### Work to complete
Can you copy out everything from the start of the listing down through the line containing "box: [75, 153, 162, 190]", substituting "points" for "clicks" and leaving all else unchanged? Omit the picture.
[Opening Exercise material section]
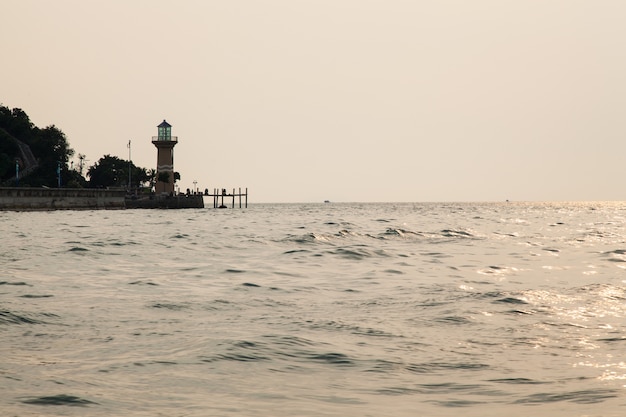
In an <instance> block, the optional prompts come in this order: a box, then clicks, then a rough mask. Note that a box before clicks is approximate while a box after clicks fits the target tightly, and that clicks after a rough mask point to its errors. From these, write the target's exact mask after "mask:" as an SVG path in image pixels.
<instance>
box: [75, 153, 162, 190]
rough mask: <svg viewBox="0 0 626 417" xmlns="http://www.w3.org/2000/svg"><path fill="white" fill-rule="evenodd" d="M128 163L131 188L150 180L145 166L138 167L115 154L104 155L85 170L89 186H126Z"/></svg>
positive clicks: (127, 169) (133, 187)
mask: <svg viewBox="0 0 626 417" xmlns="http://www.w3.org/2000/svg"><path fill="white" fill-rule="evenodd" d="M129 165H130V170H131V171H130V174H131V175H130V177H131V188H138V187H139V186H140V185H142V184H144V183H146V182H148V181H150V179H151V177H150V175H149V173H148V171H147V170H146V169H145V168H139V167H137V166H135V164H133V163H132V162H131V163H130V164H129V163H128V161H126V160H123V159H120V158H118V157H116V156H111V155H105V156H103V157H102V158H100V159H99V160H98V161H97V162H96V163H95V164H93V165H92V166H91V167H89V169H88V170H87V175H88V176H89V186H90V187H93V188H103V187H127V186H128V169H129Z"/></svg>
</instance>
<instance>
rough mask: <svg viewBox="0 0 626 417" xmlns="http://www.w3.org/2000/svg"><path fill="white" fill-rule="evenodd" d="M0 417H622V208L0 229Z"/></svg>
mask: <svg viewBox="0 0 626 417" xmlns="http://www.w3.org/2000/svg"><path fill="white" fill-rule="evenodd" d="M0 230H1V235H0V236H1V242H2V250H1V251H0V338H1V339H0V340H1V343H0V415H2V416H168V417H171V416H194V417H195V416H456V415H465V416H502V415H508V416H546V417H548V416H549V417H555V416H567V417H570V416H623V415H626V203H485V204H476V203H472V204H470V203H466V204H452V203H447V204H434V203H433V204H334V203H331V204H274V205H272V204H253V205H250V206H249V208H248V209H241V210H240V209H234V210H232V209H226V210H216V209H213V208H208V209H202V210H178V211H177V210H169V211H167V210H125V211H54V212H0Z"/></svg>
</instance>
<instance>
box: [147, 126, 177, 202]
mask: <svg viewBox="0 0 626 417" xmlns="http://www.w3.org/2000/svg"><path fill="white" fill-rule="evenodd" d="M157 127H158V128H159V131H158V136H152V143H153V144H154V146H156V147H157V178H156V179H157V181H156V185H155V191H156V193H157V194H163V193H166V194H170V193H173V192H174V146H176V144H177V143H178V137H177V136H172V125H170V124H169V123H167V122H166V121H165V120H163V122H162V123H161V124H160V125H158V126H157Z"/></svg>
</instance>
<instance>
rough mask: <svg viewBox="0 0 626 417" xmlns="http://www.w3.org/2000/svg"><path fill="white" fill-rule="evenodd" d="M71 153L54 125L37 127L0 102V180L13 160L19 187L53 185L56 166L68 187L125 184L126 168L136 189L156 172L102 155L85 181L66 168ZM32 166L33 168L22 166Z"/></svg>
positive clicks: (80, 176)
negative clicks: (28, 149) (102, 156)
mask: <svg viewBox="0 0 626 417" xmlns="http://www.w3.org/2000/svg"><path fill="white" fill-rule="evenodd" d="M20 142H21V143H22V144H20ZM24 145H27V146H26V147H27V148H30V150H31V151H32V155H31V156H28V157H25V156H24V152H23V148H24ZM20 147H21V148H20ZM73 155H74V150H73V149H72V148H70V146H69V144H68V142H67V138H66V137H65V134H64V133H63V132H62V131H61V130H60V129H58V128H57V127H56V126H54V125H51V126H48V127H46V128H43V129H40V128H38V127H36V126H35V125H33V124H32V123H31V121H30V119H29V118H28V115H27V114H26V113H25V112H24V111H23V110H21V109H18V108H14V109H9V108H8V107H5V106H2V105H0V183H3V182H8V181H9V180H11V179H12V178H14V176H15V164H16V161H18V163H19V167H20V178H19V185H20V186H33V187H40V186H42V185H43V186H47V187H56V186H57V185H58V177H57V171H58V170H59V168H60V173H61V186H64V187H72V188H81V187H87V186H90V187H128V186H129V184H128V177H129V175H128V174H129V169H130V178H131V182H132V184H130V185H131V187H130V188H139V186H140V185H143V184H144V183H146V182H150V185H152V182H153V181H154V176H155V174H156V173H155V171H154V170H150V171H148V170H146V169H145V168H140V167H137V166H135V165H134V164H132V163H130V164H129V162H128V161H125V160H123V159H120V158H117V157H114V156H111V155H105V156H104V157H102V158H100V160H99V161H98V162H96V163H95V164H94V165H93V166H91V167H90V168H89V169H88V171H87V175H88V176H89V182H87V180H86V179H85V178H84V177H83V176H82V175H81V173H80V172H78V171H75V170H72V169H69V168H68V164H69V161H70V159H71V157H72V156H73ZM33 156H34V160H33ZM79 156H81V155H79ZM83 157H84V156H83ZM33 166H37V168H36V169H35V168H30V169H28V170H27V169H26V168H28V167H33ZM28 171H32V172H28ZM26 174H28V175H26ZM179 178H180V176H179ZM168 179H169V177H168Z"/></svg>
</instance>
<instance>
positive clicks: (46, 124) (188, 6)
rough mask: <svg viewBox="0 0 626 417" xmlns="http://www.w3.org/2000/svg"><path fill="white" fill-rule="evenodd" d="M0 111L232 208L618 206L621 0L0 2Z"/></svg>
mask: <svg viewBox="0 0 626 417" xmlns="http://www.w3.org/2000/svg"><path fill="white" fill-rule="evenodd" d="M1 1H2V6H1V7H0V16H1V18H2V23H1V25H0V52H1V58H0V104H3V105H5V106H8V107H11V108H13V107H19V108H21V109H23V110H24V111H25V112H26V113H27V114H28V115H29V116H30V117H31V120H32V122H33V123H34V124H35V125H37V126H39V127H45V126H48V125H50V124H54V125H56V126H57V127H58V128H60V129H61V130H62V131H63V132H64V133H65V134H66V136H67V138H68V141H69V143H70V146H71V147H72V148H73V149H74V150H75V151H76V154H78V153H83V154H85V155H86V156H87V159H88V164H89V165H91V164H93V163H94V162H96V161H97V160H98V159H99V158H100V157H102V156H103V155H105V154H111V155H115V156H118V157H120V158H123V159H127V158H128V149H127V143H128V141H129V140H132V160H133V162H134V163H135V164H137V165H138V166H142V167H146V168H155V167H156V148H155V147H154V146H153V145H152V143H151V140H152V136H155V135H156V134H157V128H156V126H157V125H158V124H159V123H160V122H161V121H162V120H163V119H167V121H168V122H169V123H170V124H171V125H172V134H173V135H176V136H178V140H179V143H178V145H177V146H176V148H175V150H174V151H175V152H174V165H175V170H176V171H179V172H180V174H181V177H182V178H181V181H180V182H179V185H180V187H181V189H185V188H187V187H190V188H191V187H192V186H193V181H194V180H195V181H197V183H198V187H200V188H201V189H204V188H209V189H213V188H215V187H218V188H229V189H232V188H233V187H236V188H238V187H248V188H249V192H250V201H251V202H318V201H319V202H321V201H323V200H326V199H328V200H331V201H364V202H366V201H502V200H505V199H510V200H624V199H626V186H625V185H624V184H625V182H624V180H625V179H626V164H625V163H624V162H625V161H626V140H625V139H626V24H625V22H626V1H624V0H588V1H577V0H515V1H513V0H511V1H509V0H432V1H420V0H410V1H409V0H406V1H401V0H376V1H374V0H268V1H263V0H256V1H255V0H242V1H237V0H222V1H212V0H198V1H190V0H176V1H165V0H143V1H139V0H106V1H88V0H54V1H46V0H19V1H11V0H1Z"/></svg>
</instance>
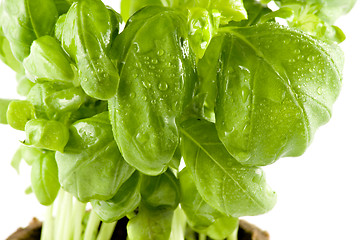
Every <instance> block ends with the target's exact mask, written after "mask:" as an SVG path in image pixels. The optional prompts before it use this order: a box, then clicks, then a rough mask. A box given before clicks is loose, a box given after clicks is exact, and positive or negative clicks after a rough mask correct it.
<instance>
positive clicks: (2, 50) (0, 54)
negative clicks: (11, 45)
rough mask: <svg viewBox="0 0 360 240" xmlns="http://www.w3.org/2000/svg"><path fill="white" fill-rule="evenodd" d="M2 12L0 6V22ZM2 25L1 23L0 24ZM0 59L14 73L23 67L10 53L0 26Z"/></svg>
mask: <svg viewBox="0 0 360 240" xmlns="http://www.w3.org/2000/svg"><path fill="white" fill-rule="evenodd" d="M2 11H3V5H0V20H1V15H2ZM0 24H1V25H2V23H1V22H0ZM0 59H1V60H2V61H3V62H4V63H5V64H6V65H8V66H9V67H10V68H11V69H12V70H14V71H15V72H21V71H22V69H23V67H22V65H21V63H20V62H19V61H18V60H17V59H16V58H15V57H14V54H13V53H12V52H11V48H10V43H9V41H8V40H7V39H6V37H5V36H4V33H3V31H2V28H1V26H0Z"/></svg>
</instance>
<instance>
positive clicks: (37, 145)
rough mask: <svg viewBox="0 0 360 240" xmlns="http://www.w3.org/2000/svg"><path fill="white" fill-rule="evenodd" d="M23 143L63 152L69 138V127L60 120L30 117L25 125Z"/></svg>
mask: <svg viewBox="0 0 360 240" xmlns="http://www.w3.org/2000/svg"><path fill="white" fill-rule="evenodd" d="M25 133H26V140H25V144H27V145H31V146H34V147H37V148H43V149H47V150H52V151H59V152H63V151H64V147H65V145H66V144H67V142H68V140H69V129H68V128H67V127H66V126H65V125H64V124H63V123H61V122H57V121H54V120H45V119H32V120H29V121H28V122H27V123H26V125H25Z"/></svg>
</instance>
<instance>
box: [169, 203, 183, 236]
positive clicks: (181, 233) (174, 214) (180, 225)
mask: <svg viewBox="0 0 360 240" xmlns="http://www.w3.org/2000/svg"><path fill="white" fill-rule="evenodd" d="M185 231H186V216H185V213H184V212H183V210H182V209H181V208H180V207H178V208H177V209H176V210H175V211H174V216H173V220H172V224H171V234H170V239H171V240H184V239H185Z"/></svg>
[Closing Exercise material section]
### Written response
In an <instance> block, the optional prompts come in this order: a box, then points, then a rough mask. Note that a box before points is approximate while a box after points fits the target tightly, and that points after a rough mask point to its errors. From these, write the target's exact mask after "mask:" as an SVG path in image pixels.
<instance>
box: [75, 153, 162, 190]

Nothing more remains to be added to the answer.